▸ **READING TEXT**
------------------------------------
A denial may be appealed to an administrative law judge, but the process is lengthy and requires legal assistance.
The Center for Public Integrity’s State Integrity Report (on which Maryland received a D- and ranked 40th in the nation) had this to say about Maryland’s Public Information Act
While Maryland’s Public Information Act theoretically grants broad access to public records, critics say vague exemption language allows government agencies to deny information requests for almost any reason. With no overall oversight mechanism, each state agency handles its own public information requests, with its own response and billing practices. If a request is denied, the only redress is appealing to the same denying agency official or initiating a costly court challenge. In practice, this means that many public information compliance issues go unresolved.
Andrew Schotz, a reporter for the Hagerstown Herald Mail, described the PIA and the state’s Open Meetings Act as “weak and weasel worded.”
Baltimore Sun and Frederick News Post columnist Marta Mossburg told me that on multiple occasions the Department of Housing and Community Development refused to give her information on delinquent loans from its community loan program. “This is taxpayer dollars being loaned to individuals and for some reason that information is considered off limits.” Mossburg said.
Last year, Mossburg broke a story about the troubled financial history Carl Williams, a politically connected developer, selected by Governor Martin O’Malley’s administration to build DCHD’s new headquarters in Prince George’s County. DCHD refused to release public records about Williams to her.
Some agencies use exorbitant fees to avoid complying with the sprit of the PIA.
In 2007, The Maryland Department of Environment denied a records request by investigative reporter Paul Chesser, who sought documents related to Maryland’s climate change commission.
MDE told Chesser that emails related to his request were withheld because constituted “inter-agency & intra-agency documents containing deliberative materials… and their disclosure would be contrary to the public interest.”
Chesser was seeking the details of MDE’s contract with The Center for Climate Strategies to operate the Maryland Commission on Climate Change. Governor O’Malley created the commission through an executive order.
Subsequent investigation revealed that the Easton-based Town Creek Foundation, a funder of radical environmental causes, funded the Center for Climate Strategies work in Maryland. The Town Creek Foundation essentially paid for the commission and wrote its report.
Shortly after, I submitted a request to MDE for the same information Chesser requested. MDE sent me a response that the records was available, but that it would cost me $1,381.40 for 4 hours of staff time to review 3,700 documents. For a citizen journalist with no budget, that fee discourages following through to get the documents.
In 2009, I requested records from MDE regarding the special interest groups involved in crafting the regulations to implement the Greenhouse Gas Reduction Act—the passage of which was the animating purpose of the climate commission.
MDE responded that the documents were available, but that it would cost me $1,353.55 for 44 hours of staff work and 36 cents per printed page, even though I requested the documents on CD-ROM. Again, that fee was unaffordable.
Other agencies withhold documents relying on claims of executive privilege and that the documents are of a deliberative nature that would negatively affect the decision- making process.
------------------------------------
▸ **EXERCISE A**
In the records, rewrite the stretch from the line containing "Tag the sunlit" through the line containing "point(572, 220)", changing "riverbank" to "river edge" and leaving everything else unchanged.

[Extracted data entries]
------------------------------------
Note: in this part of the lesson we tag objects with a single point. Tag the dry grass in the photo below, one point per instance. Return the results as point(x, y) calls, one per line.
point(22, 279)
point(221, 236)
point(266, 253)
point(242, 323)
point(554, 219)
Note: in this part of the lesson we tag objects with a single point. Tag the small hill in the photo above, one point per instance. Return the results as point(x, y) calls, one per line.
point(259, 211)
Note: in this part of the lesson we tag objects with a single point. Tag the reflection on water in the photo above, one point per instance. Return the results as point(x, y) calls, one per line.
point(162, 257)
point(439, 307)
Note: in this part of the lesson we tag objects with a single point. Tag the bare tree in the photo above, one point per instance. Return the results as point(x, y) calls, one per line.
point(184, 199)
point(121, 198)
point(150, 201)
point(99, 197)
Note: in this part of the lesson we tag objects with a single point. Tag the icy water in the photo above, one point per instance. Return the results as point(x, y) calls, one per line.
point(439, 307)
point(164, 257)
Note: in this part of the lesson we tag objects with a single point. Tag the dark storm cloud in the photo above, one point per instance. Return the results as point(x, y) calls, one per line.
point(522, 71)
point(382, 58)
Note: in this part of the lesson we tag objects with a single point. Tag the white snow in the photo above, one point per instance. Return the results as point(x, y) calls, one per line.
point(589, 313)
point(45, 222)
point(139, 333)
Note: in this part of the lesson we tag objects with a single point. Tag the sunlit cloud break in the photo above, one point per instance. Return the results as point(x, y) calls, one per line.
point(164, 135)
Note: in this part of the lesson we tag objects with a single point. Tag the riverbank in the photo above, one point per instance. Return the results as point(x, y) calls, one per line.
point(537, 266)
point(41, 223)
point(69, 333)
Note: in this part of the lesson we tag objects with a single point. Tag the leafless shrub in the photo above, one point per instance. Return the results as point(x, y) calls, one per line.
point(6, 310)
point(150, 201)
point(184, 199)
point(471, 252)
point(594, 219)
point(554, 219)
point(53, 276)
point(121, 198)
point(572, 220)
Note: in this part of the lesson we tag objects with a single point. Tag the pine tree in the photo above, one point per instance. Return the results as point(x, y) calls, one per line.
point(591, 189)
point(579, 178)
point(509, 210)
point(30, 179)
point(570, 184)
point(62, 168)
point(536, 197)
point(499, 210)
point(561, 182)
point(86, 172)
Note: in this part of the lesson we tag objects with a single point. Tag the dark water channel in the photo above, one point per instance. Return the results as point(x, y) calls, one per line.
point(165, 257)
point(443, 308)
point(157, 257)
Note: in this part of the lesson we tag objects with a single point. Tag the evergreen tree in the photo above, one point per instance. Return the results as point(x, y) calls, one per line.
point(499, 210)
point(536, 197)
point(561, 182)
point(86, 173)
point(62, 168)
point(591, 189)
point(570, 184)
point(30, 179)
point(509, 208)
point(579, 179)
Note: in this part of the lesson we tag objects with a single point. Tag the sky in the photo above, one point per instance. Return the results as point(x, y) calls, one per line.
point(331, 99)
------------------------------------
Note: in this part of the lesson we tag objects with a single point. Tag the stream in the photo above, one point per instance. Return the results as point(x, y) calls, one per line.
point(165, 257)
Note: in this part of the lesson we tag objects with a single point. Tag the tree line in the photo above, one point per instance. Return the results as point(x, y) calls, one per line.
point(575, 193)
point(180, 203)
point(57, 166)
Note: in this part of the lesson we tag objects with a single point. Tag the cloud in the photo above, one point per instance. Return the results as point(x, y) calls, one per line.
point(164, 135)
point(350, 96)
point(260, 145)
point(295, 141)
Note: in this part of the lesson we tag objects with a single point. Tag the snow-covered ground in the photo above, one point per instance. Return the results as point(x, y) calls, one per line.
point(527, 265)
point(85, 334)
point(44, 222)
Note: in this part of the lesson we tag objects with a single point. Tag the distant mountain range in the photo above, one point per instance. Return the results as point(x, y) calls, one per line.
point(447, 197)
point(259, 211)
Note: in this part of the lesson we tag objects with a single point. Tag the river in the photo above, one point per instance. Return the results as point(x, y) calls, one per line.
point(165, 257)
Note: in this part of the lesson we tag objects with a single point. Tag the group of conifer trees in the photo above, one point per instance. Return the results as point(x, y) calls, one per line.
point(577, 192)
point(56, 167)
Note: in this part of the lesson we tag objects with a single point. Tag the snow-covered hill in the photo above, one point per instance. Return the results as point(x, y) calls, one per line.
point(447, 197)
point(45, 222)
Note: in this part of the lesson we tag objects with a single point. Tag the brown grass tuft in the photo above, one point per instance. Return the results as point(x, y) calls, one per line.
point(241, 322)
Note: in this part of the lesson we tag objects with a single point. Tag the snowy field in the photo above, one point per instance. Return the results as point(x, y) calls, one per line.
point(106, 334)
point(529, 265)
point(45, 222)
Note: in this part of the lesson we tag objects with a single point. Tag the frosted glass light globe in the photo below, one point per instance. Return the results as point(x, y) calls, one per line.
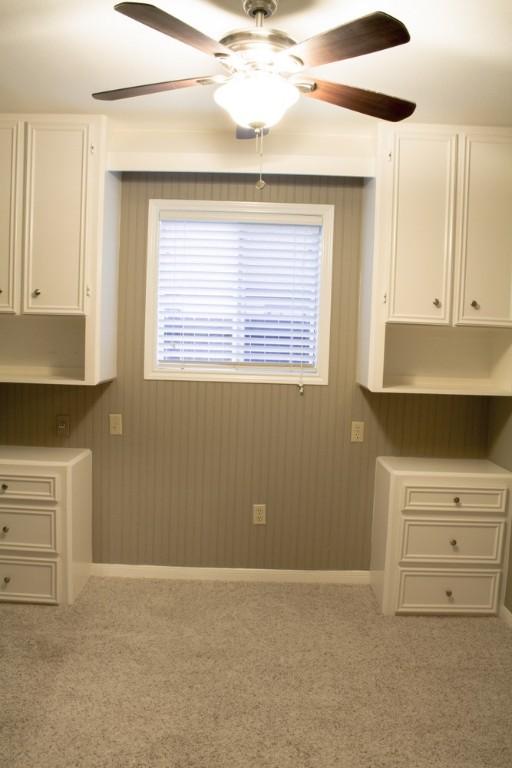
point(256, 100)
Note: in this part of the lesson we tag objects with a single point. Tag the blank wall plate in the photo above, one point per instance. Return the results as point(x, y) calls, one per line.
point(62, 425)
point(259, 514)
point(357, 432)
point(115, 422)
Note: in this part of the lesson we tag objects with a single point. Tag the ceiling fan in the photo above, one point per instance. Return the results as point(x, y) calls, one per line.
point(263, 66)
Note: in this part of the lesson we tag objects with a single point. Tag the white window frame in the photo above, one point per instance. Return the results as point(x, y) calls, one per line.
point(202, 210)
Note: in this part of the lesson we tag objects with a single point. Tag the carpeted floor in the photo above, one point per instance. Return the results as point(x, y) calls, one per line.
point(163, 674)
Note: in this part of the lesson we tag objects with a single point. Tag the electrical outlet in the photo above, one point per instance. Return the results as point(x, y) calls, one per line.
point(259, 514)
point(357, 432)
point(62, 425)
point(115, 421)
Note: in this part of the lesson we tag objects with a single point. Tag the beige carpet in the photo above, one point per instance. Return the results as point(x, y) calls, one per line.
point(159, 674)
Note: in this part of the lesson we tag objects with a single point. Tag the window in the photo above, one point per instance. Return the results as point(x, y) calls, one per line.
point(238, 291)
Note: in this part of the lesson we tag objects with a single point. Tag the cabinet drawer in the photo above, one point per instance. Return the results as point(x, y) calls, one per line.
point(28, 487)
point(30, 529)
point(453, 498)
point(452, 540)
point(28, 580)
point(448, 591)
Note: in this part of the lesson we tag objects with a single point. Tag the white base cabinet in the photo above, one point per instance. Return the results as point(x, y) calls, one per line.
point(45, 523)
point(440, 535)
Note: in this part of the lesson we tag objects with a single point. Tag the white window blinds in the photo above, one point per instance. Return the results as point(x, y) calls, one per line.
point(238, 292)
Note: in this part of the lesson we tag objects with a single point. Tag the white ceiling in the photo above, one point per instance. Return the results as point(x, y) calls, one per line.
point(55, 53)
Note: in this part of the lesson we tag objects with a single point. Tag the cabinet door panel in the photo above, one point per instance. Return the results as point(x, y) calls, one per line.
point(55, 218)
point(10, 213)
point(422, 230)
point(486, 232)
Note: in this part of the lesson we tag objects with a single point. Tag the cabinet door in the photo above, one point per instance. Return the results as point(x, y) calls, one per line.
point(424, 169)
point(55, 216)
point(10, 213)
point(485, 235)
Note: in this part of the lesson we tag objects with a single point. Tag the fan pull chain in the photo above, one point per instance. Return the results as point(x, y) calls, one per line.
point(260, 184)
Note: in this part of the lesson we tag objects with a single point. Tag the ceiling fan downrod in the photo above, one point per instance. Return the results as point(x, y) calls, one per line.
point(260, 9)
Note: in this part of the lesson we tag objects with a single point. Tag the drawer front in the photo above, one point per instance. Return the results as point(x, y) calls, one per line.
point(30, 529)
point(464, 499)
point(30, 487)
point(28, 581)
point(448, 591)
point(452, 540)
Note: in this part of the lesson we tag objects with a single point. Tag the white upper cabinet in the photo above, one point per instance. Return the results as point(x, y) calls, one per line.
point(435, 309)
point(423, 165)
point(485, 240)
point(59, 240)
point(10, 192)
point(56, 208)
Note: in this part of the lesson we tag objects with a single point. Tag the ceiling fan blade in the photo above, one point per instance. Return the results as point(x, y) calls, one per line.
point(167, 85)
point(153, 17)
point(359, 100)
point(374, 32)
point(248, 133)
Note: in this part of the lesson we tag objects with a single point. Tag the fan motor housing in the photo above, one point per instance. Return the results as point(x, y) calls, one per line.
------------------------------------
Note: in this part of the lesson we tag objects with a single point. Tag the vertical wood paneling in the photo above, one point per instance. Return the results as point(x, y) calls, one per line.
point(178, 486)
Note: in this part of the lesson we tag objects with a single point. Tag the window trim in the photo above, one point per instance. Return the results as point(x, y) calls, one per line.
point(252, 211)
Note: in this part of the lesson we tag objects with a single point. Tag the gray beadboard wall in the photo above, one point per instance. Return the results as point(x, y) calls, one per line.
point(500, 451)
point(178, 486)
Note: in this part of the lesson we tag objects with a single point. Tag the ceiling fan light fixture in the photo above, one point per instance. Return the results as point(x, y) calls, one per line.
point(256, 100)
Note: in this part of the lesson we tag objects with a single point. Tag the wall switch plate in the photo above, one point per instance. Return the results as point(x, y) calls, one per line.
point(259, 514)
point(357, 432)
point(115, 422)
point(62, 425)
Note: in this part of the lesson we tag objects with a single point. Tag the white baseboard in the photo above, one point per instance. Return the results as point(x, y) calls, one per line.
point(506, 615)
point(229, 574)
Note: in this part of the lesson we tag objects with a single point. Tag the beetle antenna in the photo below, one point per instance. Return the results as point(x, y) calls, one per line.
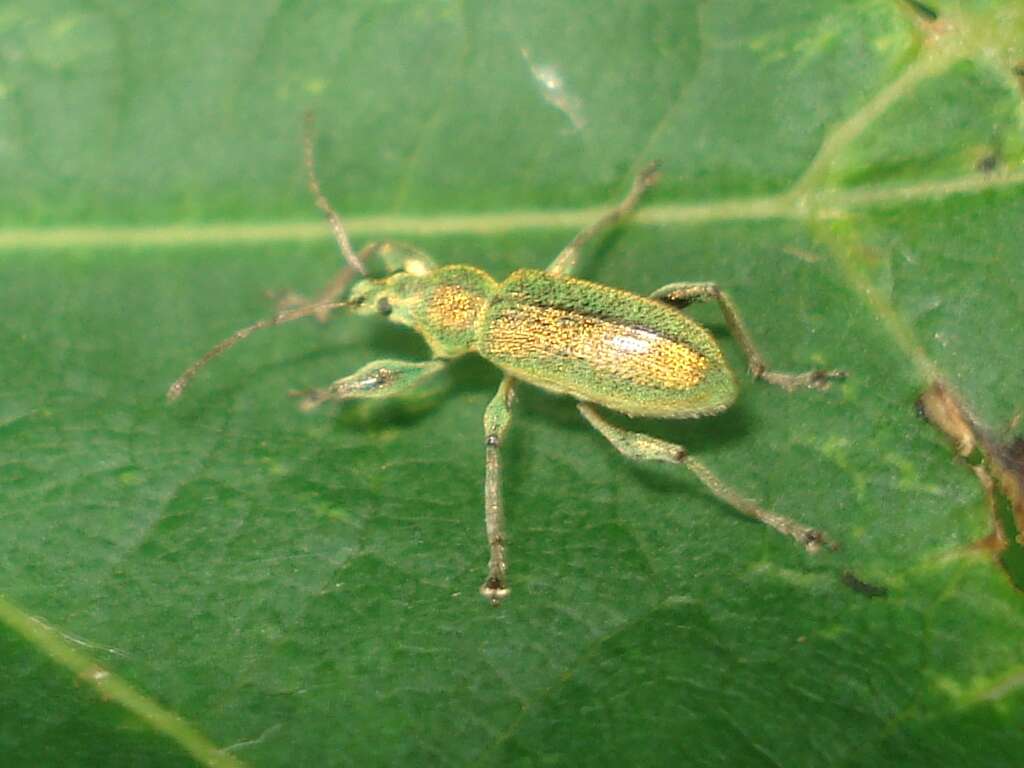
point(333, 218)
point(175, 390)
------------------------------------
▸ **EXERCISE B**
Give the full names of all the people mentioned in the text on Maryland's Public Information Act.

▸ **WRITTEN REPLY A**
Note: in this part of the lesson we tag objects with a single point. Tag the sunlit cloud break in the photo above, one point per instance. Return the results as point(x, y) calls, one per line.
point(164, 135)
Note: in this part of the lesson we tag objects with a single point. Tag the river edge in the photo above, one point per instance. Return the results as point(x, y) calls, one per line.
point(537, 266)
point(41, 223)
point(69, 333)
Note: in this part of the lesson we tag objects with a single point. Tag the leafless shrub in the photo above, one point per instance. Return the results as point(x, y) calls, one per line.
point(6, 310)
point(150, 201)
point(184, 199)
point(471, 252)
point(594, 219)
point(554, 219)
point(53, 276)
point(121, 198)
point(572, 220)

▸ **WRITTEN REPLY B**
Andrew Schotz
Marta Mossburg
Carl Williams
Martin O'Malley
Paul Chesser